Records provided
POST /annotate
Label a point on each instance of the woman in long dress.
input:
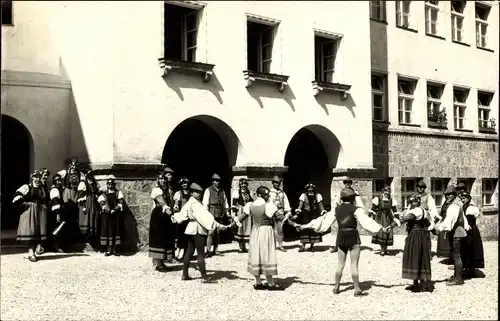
(310, 207)
(347, 216)
(240, 198)
(32, 228)
(262, 254)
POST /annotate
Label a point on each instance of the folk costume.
(262, 255)
(455, 225)
(240, 198)
(215, 201)
(32, 228)
(347, 216)
(310, 208)
(473, 251)
(111, 202)
(161, 242)
(200, 222)
(384, 209)
(180, 199)
(278, 197)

About this task
The material above is to be transcribed exactly, with its images omitted.

Answer to this exercise
POST /annotate
Label a point on each instance of the woman in long dress.
input:
(310, 207)
(347, 216)
(240, 198)
(32, 228)
(262, 254)
POST /annotate
Label a point on each instance of the folk costume.
(262, 255)
(455, 225)
(240, 198)
(215, 201)
(32, 228)
(347, 216)
(310, 208)
(473, 251)
(111, 202)
(161, 242)
(200, 222)
(384, 209)
(180, 199)
(278, 197)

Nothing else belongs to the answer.